* PASSAGE PROPOSÉ *
★ ★ ★

L’espoir, en revanche, est déjà passé pour une bonne partie des abonnés des autres tribunes du Vélodrome. L’OM a organisé à leur intention un tirage au sort lundi 7 mai sur son site Internet. « Je me suis inscrit. On m’a demandé mon numéro d’abonné, ma carte d’identité… Je n’ai pas eu de nouvelles. C’est mort », témoigne, dépité, Nicolas, assidu au Stade-Vélodrome depuis 2010. Les près de 2 000 chanceux devront, eux, sans faute, se déplacer personnellement, jeudi 10 mai avant midi pour récupérer leur ticket à la billetterie du Stade-Vélodrome.
« Ne nous demandez pas des places… nous n’en n’avons même pas assez pour nos familles », a prévenu, mi-amusé, mi-agacé, Rudi Garcia, l’entraîneur de l’Olympique de Marseille, mardi 8 mai en conférence de presse. « J’en ai pour mes proches, mes amis, et puis c’est tout », complète le jeune milieu de terrain Maxime Lopez, Marseillais d’origine, qui reconnaît que les demandes ont saturé son téléphone. Comme les autres, les joueurs de l’OM ont été rationnés. « Deux invitations et quatre places à acheter par personne. Soit 300 places pour l’ensemble du groupe professionnel, staff compris », précise le club. Dans les autres services, au centre de formation, comme chez les féminines, chaque salarié olympien a reçu une invitation et s’est vu proposer une seconde place payante. L’OM a également acheté deux loges, pour accueillir son actionnaire, l’Américain Frank McCourt, qui, lui, ne ratera pas l’événement.
Comme pour la demi-finale retour, la municipalité marseillaise transformera une partie du Stade-Vélodrome en fan-zone, permettant à plus de 20 000 supporteurs de suivre gratuitement le match. Les frustrés de la finale auront, au moins, l’opportunité de vivre une messe collective. Piètre consolation.

★ ★ ★

* ENREGISTREMENTS FOURNIS *
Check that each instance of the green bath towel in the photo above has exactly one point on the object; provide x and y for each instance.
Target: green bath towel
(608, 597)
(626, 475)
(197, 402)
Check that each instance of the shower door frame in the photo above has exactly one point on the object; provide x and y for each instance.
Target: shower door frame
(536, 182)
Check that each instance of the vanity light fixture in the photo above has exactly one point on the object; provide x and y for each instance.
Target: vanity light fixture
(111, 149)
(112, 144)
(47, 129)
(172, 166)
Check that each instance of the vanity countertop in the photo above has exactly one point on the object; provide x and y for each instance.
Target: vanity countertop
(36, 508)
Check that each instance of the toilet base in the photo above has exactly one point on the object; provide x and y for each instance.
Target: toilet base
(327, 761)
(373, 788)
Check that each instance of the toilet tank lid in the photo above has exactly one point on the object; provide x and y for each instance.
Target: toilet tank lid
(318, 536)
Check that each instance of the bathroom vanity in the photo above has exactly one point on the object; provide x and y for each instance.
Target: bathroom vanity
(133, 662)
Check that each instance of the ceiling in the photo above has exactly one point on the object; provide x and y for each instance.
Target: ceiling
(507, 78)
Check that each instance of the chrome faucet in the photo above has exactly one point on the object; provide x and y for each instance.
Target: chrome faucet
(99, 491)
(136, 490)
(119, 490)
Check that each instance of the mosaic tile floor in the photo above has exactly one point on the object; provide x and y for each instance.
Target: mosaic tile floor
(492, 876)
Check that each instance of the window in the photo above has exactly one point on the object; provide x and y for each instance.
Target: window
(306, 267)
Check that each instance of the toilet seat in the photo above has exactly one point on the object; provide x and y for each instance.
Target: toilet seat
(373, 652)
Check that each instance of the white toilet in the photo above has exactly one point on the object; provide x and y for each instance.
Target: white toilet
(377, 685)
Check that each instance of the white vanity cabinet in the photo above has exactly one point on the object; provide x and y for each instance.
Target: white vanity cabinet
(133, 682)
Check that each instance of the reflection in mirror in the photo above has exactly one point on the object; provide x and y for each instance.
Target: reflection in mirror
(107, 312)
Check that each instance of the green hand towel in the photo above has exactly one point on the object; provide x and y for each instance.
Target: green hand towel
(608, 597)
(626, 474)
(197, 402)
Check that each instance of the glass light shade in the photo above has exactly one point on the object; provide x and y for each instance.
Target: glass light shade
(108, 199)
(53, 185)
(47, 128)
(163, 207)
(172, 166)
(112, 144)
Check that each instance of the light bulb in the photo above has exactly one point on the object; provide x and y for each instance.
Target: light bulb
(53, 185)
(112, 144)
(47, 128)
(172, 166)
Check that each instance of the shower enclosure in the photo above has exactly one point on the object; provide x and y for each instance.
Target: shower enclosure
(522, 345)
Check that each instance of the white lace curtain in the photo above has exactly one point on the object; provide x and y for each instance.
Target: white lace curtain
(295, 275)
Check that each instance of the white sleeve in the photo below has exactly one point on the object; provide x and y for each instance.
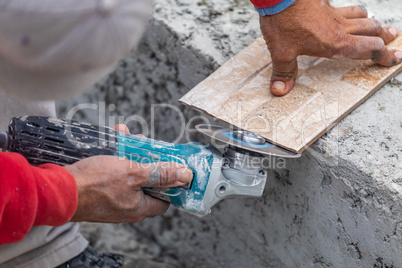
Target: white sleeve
(54, 49)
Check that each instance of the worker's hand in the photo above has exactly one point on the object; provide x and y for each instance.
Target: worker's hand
(313, 27)
(110, 188)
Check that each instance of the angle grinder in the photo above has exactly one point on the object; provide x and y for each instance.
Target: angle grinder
(236, 172)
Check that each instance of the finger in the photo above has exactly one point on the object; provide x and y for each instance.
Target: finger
(365, 47)
(165, 174)
(284, 72)
(122, 128)
(371, 27)
(353, 12)
(152, 207)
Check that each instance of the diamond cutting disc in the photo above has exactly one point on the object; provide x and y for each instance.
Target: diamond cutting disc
(245, 140)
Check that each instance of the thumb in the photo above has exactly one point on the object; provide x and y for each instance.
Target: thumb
(168, 174)
(284, 73)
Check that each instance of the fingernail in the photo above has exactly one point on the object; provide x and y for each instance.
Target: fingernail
(279, 85)
(363, 7)
(184, 175)
(398, 54)
(392, 30)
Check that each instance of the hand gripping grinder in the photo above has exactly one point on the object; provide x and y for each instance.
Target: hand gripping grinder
(238, 171)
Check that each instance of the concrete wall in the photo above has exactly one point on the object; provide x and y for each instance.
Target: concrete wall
(339, 205)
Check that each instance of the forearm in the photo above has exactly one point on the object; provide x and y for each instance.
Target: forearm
(30, 196)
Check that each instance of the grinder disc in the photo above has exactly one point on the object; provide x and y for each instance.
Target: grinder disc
(245, 140)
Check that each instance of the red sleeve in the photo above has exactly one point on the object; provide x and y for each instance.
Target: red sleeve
(31, 196)
(265, 3)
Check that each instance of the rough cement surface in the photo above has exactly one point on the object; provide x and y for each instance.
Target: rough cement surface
(339, 205)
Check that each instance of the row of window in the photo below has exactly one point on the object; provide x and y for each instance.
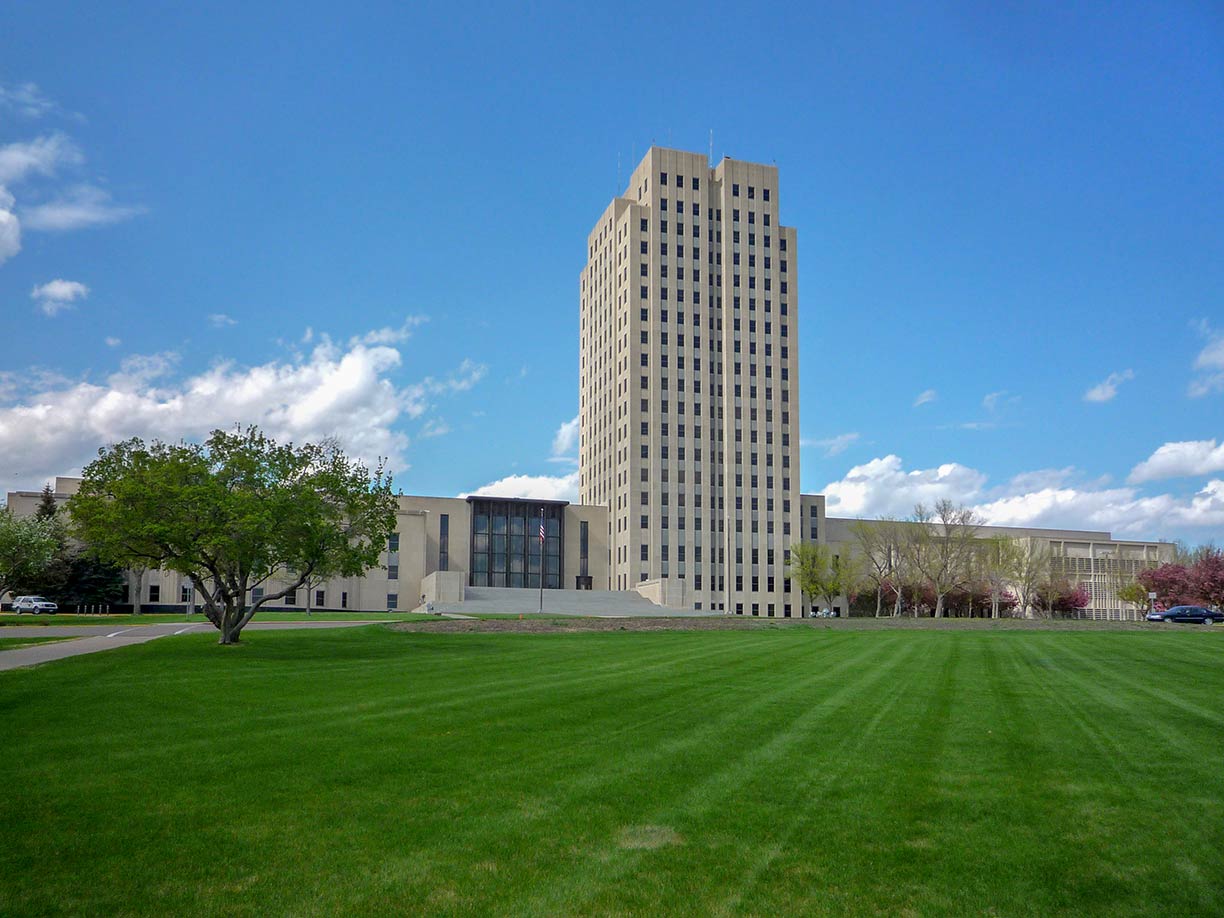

★ ★ ★

* À FAIRE *
a) Selon le passage proposé, combien de places le club attribue-t-il au groupe professionnel, staff compris ?
b) Recopiez à l'identique les lignes des enregistrements, de la ligne contenant « Check that each instance of the grinder » jusqu'à la fin des enregistrements, les deux bornes incluses. Omettez les images.

* RÉSULTATS PAR TÂCHE *
a) 300 places pour l'ensemble du groupe professionnel, staff compris.

b)
Check that each instance of the grinder disc in the photo above has exactly one point on the object; provide x and y for each instance.
Target: grinder disc
(245, 140)
Check that each instance of the red sleeve in the photo above has exactly one point on the object; provide x and y for each instance.
Target: red sleeve
(31, 196)
(265, 3)
Check that each instance of the rough cement surface in the photo above has exactly one point on the object; provide x and y for each instance.
Target: rough cement surface
(339, 205)
Check that each instance of the row of window in the photo below has exactly one point on the object; provide x and y for each instance.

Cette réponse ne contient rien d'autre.